Weekly Report 2023年9月4日(月) | 【公式】日産証券の金投資コラム

Weekly Report 2023年9月4日(月)

NSトレーディング 菊川弘之
2023年9月4日

週間展望(9/4~9/10)

週間予定:中国貿易収支、中国CPI・PPI

【週間スケジュール(9月4日~9月10日)】

8月末に、中国当局が15年ぶりに株式取引にかかる印紙税の引き下げ、9月1日には中国工商銀行など国有銀行が預金金利を引き下げた。中国の景気対策を受けて、中国関連銘柄が動意付いており、今週発表される中国マクロ経済指標や、追加対策の有無に注目したい。


オーストラリア準備銀行(RBA:中央銀行)金融政策会合の結果が5日に発表。

政策金利であるオフィシャルキャッシュレート(OCR)は、現行の4.1%での据え置き見通し。

豪中銀はパンデミックを受けてOCRを同国にとって史上最低金利となる0.1%まで引き下げた後、2022年5月の会合から利上げサイクル を開始。今年3月の会合まで10会合連続で利上げを実施し、3.6%とした後、4月の会合で一度利上げを停止した。


据え置きで見通しがほぼ一致しているため、声明や会見の内容が注目。


今回の会合は2016年9月18日から同中銀総裁を務めているロウ総裁にとって最後の会合。

**演習問題**
(a) 提示文によると、オーストラリア準備銀行の政策金利であるオフィシャルキャッシュレート(OCR)は、今回の会合でどうなる見通しか。
(b) 提示文では、豪中銀の今回の会合で声明や会見の内容が注目されるとしている。その理由を説明せよ。

位置ラベリングデータの抜粋
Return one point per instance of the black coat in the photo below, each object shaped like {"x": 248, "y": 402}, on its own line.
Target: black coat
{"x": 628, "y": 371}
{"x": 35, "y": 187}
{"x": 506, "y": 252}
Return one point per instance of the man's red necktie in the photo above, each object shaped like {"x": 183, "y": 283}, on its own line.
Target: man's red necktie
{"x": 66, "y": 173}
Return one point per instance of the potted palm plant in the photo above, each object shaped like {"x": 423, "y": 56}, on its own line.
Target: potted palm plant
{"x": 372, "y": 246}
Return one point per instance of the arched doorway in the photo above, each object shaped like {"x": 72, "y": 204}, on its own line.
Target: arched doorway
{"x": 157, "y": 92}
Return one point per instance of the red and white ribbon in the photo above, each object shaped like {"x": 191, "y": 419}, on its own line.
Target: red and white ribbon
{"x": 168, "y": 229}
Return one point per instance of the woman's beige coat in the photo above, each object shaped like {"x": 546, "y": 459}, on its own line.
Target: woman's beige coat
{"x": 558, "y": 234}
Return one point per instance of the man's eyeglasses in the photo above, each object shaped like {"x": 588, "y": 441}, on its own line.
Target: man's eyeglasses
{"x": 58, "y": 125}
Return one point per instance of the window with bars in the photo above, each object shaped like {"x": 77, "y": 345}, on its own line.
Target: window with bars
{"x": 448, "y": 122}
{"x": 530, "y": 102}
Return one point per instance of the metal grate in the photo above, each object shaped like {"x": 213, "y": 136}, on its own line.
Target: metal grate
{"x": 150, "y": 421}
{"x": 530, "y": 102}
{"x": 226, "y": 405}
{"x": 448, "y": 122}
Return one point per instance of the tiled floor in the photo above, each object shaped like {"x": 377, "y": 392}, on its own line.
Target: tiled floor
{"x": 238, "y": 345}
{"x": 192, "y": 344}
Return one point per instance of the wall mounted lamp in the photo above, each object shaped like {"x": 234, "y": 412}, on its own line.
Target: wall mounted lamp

**解答例**
(a) 現行の4.1%で据え置かれる見通しである。

(b) 政策金利の据え置きで見通しがほぼ一致しているためである。